Work instructions =>
a) In the lawsuit account below, in what month and year was the bad house case filed?
b) List the kinds of bench-trial work the writer names in the lawsuit account below.
c) Please write the next part of the lawsuit account below, picking up after its final sentence.

Document =>
These past two weeks I have seen the elephant.

I post under the nom de blog of Countrylawer because that’s what I do for a living.  Been doing it for roughly 20 years, give or take a bit.  I don’t do criminal defense and I don’t do either plaintiffs’ tort or insurance defense litigation.  Which is why I’d lasted so long without ever trying a case to a jury.  Such courtroom work as I have done, up until now, has all been bench trials.  Commercial contract disputes, eminent domain, deficiency actions, land title and boundary lines, business entities, and so forth.  I got started on a jury trial a couple of years ago and then the judge made an absolutely imbecilic evidentiary ruling which resulted in a mistrial.

Way long time ago — January, 2006, to be precise — I filed a bad house case on behalf of a couple who’d built their dream house and within less than a year of completion the thing was coming apart on them.  Massive water intrusion into the basement, exterior walls out of plumb, the entire brick veneer bleeding white all over, the dining room ceiling repeatedly leaking despite the contractor’s repeated statements that he’d fixed the problem.  And then the foundation walls started sprouting cracks; some vertical, but some horizontal, and it’s the horizontal cracks that are the more serious.  What a horizontal crack is telling you is that your basement wall is bowing inward from lateral pressure on the outside of it.  As things later turned out, the basement walls (concrete blocks) had been built eight feet below grade, with zero reinforcement of any kind in them.  The brick veneer had been largely put on in weather that was getting down below 24 degrees at night, with no protection from the elements.  What was supposed to have been a 1″ air void behind the veneer was partially plugged in large areas by enormous cakes of excess mortar, some of them three feet tall and ten or more feet long.  The windows had been flashed so that water would run behind the house wrap vapor barrier, which itself had been installed in part reverse-lapped, so that it would channel water into the interior of the wood frame.  And the wall penetrations had no through-wall flashing or weepholes beneath them so that water intruding would find its way back to the surface.  The chimney, the first time they lit it off, bled oozing, sticky, black creosote all over its surface (interestingly the heaviest concentration of creosote matched, on a 1:1 basis, the areas of strongest white leaching on the brick’s surface before they began using their basement wood stove).  And so on and so forth.

I sued their builder, who hired a lawyer who has a reputation for taking very aggressive positions on his clients’ behalf, even when that’s not necessarily in his client’s best interests.  As happened now.  We did depositions, we did discovery, we had petrographic examination of brick and mortar sections of the veneer (had to fly to Chicago to take our petrographer’s deposition), and on and on and on.  The case took forever, in no small measure because it took roughly a year to get them to make discovery.  We finally got the thing set for trial in early June, 2013.  That was continued at the defense’s request to October, 2013, which was continued once more, again at the defense’s request, to February of this year, which was continued by the court sua sponte (perhaps uncharitably, I cannot dispose of the suspicion that the last continuance came about because the judge before whom it would be heard was new to the bench and had never practiced civil law a bit, having been an assistant district attorney for 25 years).

Data records =>
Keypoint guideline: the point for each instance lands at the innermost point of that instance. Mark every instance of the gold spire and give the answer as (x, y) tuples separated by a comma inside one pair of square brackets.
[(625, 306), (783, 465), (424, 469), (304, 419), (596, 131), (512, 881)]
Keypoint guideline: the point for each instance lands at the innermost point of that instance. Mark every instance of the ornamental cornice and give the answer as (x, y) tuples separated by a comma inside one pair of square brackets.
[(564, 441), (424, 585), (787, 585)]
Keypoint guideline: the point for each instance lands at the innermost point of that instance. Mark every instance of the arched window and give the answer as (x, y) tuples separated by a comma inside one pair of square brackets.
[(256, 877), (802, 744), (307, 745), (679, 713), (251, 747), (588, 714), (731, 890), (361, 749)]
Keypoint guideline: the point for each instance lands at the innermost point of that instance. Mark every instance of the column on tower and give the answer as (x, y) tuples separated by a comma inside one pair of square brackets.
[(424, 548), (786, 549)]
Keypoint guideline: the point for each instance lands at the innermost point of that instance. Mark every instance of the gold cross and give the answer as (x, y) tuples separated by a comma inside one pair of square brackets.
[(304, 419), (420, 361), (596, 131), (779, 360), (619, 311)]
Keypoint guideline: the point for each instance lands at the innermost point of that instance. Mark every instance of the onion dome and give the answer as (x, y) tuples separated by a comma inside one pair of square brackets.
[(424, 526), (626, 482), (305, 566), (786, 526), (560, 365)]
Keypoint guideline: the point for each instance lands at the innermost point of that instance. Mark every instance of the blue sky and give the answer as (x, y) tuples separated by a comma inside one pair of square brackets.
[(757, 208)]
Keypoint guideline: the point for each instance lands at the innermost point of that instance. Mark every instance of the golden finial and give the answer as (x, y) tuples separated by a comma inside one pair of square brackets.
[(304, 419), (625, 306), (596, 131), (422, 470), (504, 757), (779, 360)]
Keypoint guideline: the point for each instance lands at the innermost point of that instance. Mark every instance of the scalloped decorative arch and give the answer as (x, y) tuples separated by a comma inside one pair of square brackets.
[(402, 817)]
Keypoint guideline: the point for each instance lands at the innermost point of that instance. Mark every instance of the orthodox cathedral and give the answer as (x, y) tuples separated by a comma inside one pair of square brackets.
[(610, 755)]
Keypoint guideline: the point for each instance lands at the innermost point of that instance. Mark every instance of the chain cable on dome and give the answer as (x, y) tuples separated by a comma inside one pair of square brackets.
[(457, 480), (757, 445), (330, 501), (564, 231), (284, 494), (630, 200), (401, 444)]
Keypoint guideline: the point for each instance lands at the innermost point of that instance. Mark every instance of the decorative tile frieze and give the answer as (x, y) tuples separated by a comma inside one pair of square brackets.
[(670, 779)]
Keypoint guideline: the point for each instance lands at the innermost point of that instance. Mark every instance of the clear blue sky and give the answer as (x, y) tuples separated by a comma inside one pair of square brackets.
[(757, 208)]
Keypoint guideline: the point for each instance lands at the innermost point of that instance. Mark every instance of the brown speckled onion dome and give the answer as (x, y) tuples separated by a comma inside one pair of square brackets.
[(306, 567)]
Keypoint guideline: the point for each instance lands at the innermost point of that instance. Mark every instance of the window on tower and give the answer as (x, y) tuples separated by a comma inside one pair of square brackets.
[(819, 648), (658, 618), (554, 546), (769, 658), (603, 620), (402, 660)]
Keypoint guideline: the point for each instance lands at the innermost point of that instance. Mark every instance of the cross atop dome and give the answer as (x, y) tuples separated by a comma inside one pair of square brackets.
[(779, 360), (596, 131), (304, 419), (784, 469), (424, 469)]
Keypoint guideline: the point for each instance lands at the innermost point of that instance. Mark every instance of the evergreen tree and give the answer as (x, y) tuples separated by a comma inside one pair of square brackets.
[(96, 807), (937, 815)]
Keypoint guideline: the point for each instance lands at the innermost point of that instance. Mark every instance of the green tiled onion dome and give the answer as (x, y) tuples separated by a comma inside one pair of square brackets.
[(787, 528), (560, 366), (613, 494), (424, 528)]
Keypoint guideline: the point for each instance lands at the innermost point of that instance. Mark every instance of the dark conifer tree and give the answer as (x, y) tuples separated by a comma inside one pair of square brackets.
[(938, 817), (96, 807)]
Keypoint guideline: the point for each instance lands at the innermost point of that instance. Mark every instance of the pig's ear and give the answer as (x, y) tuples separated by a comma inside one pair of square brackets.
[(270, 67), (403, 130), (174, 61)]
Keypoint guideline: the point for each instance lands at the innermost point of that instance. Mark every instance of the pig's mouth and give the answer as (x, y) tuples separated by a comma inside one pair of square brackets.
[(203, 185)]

Solved problems =>
a) January 2006.

b) Commercial contract disputes, eminent domain, deficiency actions, land title and boundary lines, and business entities.

c)
So we finally had our trial date beginning June 22.  It took eight mortal days of proof, and over a full day of jury deliberations, but we got our verdict yesterday evening.  Although they didn’t give us everything we asked for, it was still a plaintiffs’ verdict, and the jury specifically ruled in our favor on every single count of the complaint.

Now I can say I’ve seen the elephant.  Here are some things I hope I have learned.

1.     Do as much of the work up front as you can.  I had done my requests for jury instructions and special verdict form two years ago.  Everything was just so and all I had to do was print them out, make service copies, and ship them out before trial.  By like token I had combed and combed and combed through all the parties’ and witness depositions, cross-indexing, gathering specific quotations with page citations into themes, and so forth.  While it didn’t completely avoid some late nights during trial, there was only one night I dragged back into my house past midnight, and that was the last night before cross-examining the defense’s star witness, their consulting engineer.

2.    Include not just citations to authority in things like requests for jury instructions.  Put in the actual quotations of the relevant language so the judge can see for himself that you’re not just making it up.  Also generate a “clean” copy of the proposed instructions, without citations; save them in as many different document formats as you can, organize them in folders on a CD, and include that with your courtesy copies of your motions that you send to the judge.  Judges and their assistants aren’t any less susceptible to letting someone do their work than anyone else is, and the easier you make it for them to use your work, the more likely you are to own more of the process.  Inertia is a powerful mental force as well as physical.

3.     Eat well, but not copiously, during trial.  This trial was a good 40 minutes away from my home.  So each morning I would grab a 24-ounce cola and have that, with two bananas, on my way to court.  I kept a granola/power bar or two in my brief bag, so that if I weren’t in a position to take lunch I would have at least some fuel.  On those days I did have lunch, it was never more than a 6-inch Subway sandwich, so I never got bogged down in the afternoon.  I’m a big ol’ boy (the less euphemistically inclined would describe me as “fat,” I’m sure), and one of my large concerns was hypoglycemia during trial.

4.     This ties in with doing as much work up front as you can, but get good sleep in adequate amounts.  Remember your body is used to X hours of sleep per night, and if you suddenly ask it to continue for longer stretches on less than that, it will rebel.  I made sure to come home as early as I could, take a shower, grab a modest supper, and then read something that had nothing at all to do with law, lawyering, or especially this case for a half-hour or so.  I’d take a melatonin tablet (never tried them before, ever, by the way) around 8:45 p.m. and by an hour later be turning out the light.  I was able to sleep and get up aware and ready to hit the decks running at 5:30 a.m.  Mental activity uses enormous amounts of calories, and in addition to the adrenaline of a full day in front of the jury, your levels of concentration are going to be ferocious and sustained for much longer periods than you’re used to.

5.     If you can, get your family out of the house.  Spouses and children, especially young children, are going to have a very hard time wrapping their minds around the notion that You Need to Stay Away From Daddy/Mommy until this trial is over.  They’re going to be knocking about the house, making noise, impinging on your dwindling attention energies.  I know it sounds heartless as all get out, but playing with the kids, or playing with the kids’ mommy, is going to tax a limited reserve of psychic energy.  They’ll still be there when the jury has come back; you can catch up with them then.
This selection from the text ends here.